** begin INPUT DATA **
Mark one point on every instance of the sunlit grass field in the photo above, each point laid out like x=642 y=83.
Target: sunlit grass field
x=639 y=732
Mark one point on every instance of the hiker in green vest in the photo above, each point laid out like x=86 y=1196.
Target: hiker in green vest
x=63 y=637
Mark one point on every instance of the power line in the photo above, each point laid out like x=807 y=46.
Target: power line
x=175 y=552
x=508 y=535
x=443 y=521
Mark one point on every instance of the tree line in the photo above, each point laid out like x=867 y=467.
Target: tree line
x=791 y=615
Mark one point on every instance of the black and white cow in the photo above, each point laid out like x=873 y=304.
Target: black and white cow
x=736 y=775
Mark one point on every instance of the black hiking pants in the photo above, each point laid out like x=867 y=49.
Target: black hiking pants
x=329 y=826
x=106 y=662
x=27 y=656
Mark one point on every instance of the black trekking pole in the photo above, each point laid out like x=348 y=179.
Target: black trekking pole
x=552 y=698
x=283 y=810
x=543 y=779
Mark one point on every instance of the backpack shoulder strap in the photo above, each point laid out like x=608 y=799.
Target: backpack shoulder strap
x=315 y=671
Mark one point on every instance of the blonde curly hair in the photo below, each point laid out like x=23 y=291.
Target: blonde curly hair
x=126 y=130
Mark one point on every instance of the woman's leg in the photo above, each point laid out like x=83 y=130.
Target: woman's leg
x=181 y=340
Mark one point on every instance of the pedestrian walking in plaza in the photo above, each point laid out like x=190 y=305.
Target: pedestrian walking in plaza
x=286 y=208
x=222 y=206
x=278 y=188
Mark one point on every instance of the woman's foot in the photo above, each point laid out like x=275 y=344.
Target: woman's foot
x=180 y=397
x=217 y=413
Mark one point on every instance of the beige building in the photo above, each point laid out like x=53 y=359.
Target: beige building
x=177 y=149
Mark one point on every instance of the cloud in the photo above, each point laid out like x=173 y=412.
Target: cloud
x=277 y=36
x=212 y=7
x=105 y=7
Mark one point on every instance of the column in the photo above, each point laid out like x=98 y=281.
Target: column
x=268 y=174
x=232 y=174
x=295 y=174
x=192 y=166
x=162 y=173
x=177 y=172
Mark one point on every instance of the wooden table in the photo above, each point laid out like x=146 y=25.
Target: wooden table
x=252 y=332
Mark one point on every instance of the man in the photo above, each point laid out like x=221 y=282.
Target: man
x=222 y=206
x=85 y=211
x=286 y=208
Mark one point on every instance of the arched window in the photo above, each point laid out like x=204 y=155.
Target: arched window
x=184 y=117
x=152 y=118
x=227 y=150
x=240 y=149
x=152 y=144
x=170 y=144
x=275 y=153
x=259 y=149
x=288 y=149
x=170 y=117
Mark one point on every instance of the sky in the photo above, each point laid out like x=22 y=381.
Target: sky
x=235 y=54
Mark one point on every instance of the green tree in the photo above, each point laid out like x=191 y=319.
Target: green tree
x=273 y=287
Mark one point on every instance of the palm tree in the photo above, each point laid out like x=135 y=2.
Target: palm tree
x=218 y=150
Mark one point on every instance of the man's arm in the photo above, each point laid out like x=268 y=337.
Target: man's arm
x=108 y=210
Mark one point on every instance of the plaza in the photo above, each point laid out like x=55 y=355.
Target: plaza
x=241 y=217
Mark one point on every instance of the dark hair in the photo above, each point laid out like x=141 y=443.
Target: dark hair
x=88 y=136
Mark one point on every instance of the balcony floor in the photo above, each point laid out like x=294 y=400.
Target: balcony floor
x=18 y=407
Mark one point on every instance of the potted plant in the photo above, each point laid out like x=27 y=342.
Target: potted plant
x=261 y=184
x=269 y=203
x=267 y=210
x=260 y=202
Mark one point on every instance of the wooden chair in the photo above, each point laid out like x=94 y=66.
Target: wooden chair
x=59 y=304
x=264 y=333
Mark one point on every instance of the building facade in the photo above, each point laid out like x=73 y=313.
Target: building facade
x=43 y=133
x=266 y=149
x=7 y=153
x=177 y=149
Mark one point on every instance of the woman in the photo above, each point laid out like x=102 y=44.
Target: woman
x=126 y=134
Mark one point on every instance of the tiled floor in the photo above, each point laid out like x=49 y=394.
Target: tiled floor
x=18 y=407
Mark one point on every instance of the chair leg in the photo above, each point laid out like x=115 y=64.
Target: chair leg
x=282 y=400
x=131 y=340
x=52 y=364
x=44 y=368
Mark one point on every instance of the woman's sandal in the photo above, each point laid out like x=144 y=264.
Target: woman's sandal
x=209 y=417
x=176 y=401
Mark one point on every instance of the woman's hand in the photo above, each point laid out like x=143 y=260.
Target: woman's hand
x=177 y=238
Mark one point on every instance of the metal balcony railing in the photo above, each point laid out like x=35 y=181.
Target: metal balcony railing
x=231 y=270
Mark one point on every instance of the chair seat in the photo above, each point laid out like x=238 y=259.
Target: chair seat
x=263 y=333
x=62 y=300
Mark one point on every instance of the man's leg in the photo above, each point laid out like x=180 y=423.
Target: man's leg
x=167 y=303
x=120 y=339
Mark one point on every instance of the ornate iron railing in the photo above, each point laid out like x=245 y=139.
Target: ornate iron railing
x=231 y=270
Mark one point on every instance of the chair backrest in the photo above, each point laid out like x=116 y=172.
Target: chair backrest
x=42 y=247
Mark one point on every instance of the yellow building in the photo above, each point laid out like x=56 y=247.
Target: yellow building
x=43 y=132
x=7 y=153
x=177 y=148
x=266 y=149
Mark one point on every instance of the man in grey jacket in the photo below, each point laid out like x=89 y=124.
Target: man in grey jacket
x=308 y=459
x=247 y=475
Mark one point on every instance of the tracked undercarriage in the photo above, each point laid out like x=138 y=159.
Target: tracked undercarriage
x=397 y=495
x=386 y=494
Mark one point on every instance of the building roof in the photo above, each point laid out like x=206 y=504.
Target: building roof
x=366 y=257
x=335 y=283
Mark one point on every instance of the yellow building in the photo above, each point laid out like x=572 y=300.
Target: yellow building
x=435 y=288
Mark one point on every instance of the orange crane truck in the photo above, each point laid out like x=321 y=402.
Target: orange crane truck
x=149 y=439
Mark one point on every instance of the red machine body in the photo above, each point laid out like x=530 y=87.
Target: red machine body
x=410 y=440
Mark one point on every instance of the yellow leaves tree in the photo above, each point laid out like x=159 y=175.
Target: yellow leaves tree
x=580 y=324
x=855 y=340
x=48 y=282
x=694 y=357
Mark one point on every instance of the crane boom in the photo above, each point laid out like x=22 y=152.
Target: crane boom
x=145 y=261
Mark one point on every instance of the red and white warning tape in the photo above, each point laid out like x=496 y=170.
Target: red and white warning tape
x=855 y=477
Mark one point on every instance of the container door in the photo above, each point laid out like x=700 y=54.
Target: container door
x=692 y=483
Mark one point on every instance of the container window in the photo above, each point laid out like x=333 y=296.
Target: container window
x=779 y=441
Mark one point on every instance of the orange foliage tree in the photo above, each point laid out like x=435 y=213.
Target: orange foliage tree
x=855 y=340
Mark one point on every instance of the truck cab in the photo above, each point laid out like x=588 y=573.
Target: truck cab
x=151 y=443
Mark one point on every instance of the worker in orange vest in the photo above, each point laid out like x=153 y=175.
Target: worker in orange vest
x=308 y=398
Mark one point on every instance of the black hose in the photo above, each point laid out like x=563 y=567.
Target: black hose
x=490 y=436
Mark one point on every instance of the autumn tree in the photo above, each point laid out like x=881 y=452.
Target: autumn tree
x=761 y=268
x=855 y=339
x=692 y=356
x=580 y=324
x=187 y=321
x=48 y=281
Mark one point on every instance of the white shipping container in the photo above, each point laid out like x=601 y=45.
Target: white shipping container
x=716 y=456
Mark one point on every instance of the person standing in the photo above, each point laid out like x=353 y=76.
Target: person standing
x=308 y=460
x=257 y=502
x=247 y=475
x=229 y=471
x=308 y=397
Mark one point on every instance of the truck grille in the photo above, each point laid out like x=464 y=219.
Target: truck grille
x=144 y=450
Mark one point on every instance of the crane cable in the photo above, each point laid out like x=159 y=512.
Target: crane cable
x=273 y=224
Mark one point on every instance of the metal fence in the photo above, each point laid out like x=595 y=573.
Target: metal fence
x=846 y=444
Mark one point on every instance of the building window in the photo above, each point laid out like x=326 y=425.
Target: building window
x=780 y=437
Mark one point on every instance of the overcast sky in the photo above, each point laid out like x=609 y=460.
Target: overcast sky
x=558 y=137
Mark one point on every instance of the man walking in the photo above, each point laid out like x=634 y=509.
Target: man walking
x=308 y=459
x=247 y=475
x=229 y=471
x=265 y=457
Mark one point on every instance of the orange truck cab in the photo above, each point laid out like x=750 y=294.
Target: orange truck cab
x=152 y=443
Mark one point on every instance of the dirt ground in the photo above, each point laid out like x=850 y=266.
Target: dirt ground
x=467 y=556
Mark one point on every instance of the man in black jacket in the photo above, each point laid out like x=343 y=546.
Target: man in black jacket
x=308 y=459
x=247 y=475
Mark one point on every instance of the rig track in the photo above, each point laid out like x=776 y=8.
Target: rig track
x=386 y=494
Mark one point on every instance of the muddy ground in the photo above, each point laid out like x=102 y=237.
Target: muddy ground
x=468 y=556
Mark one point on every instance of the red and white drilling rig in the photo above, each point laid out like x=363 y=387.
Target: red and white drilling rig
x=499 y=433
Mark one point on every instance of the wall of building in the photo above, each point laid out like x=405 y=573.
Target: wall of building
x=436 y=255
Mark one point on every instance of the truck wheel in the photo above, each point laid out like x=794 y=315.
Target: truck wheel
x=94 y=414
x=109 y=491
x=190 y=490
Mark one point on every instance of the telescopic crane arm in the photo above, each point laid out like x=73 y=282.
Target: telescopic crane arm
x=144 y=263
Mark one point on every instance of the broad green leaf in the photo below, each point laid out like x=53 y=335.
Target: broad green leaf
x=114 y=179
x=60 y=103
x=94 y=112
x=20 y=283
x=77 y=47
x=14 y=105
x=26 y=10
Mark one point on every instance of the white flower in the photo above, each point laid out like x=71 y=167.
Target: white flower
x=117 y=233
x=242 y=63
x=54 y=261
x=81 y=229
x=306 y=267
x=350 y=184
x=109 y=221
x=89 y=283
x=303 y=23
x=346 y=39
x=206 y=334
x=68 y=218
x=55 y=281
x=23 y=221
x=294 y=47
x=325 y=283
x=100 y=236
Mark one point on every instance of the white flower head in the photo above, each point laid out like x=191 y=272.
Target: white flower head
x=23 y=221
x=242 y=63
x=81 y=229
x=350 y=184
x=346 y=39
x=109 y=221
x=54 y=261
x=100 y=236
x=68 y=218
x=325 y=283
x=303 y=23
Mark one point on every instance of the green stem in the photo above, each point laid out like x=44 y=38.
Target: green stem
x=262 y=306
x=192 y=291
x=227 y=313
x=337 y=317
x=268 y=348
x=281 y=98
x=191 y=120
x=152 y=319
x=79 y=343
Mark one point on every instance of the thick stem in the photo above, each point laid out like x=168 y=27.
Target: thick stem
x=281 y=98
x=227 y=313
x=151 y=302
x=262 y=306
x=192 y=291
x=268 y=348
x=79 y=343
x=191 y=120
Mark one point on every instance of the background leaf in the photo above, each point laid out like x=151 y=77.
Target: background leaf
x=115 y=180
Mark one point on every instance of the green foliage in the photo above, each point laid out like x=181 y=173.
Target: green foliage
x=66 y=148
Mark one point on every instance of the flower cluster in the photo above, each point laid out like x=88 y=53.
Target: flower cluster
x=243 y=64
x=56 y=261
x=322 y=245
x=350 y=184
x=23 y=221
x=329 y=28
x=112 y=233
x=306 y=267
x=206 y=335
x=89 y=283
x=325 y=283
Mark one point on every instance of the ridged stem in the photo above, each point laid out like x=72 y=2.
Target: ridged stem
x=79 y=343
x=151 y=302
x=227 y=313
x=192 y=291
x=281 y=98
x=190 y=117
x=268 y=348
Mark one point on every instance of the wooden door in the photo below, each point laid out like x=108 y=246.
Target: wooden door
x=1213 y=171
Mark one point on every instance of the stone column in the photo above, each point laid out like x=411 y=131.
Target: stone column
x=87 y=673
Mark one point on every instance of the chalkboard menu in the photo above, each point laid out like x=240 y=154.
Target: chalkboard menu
** end INPUT DATA **
SHORT PROBLEM:
Output the stretch from the line containing "Mark one point on every instance of the beige" through the line containing "x=177 y=172" as a two-column CSV with the headers instruction and points. Give one line per row, with the row's text in the first quoted field and its answer in the second, and turn any line breaks into spaces.

SOLUTION TO THIS PROBLEM:
instruction,points
"Mark one point on every instance of the beige building in the photo above, each point laid out like x=53 y=359. Target: beige building","x=177 y=149"
"Mark one point on every instance of the cloud in the photo above, each point laid out like x=173 y=412. Target: cloud","x=277 y=36 x=212 y=7 x=105 y=7"
"Mark one point on every instance of the column in the photo above, each point laid out like x=98 y=281. Target: column","x=268 y=174 x=232 y=174 x=295 y=174 x=192 y=166 x=162 y=173 x=177 y=172"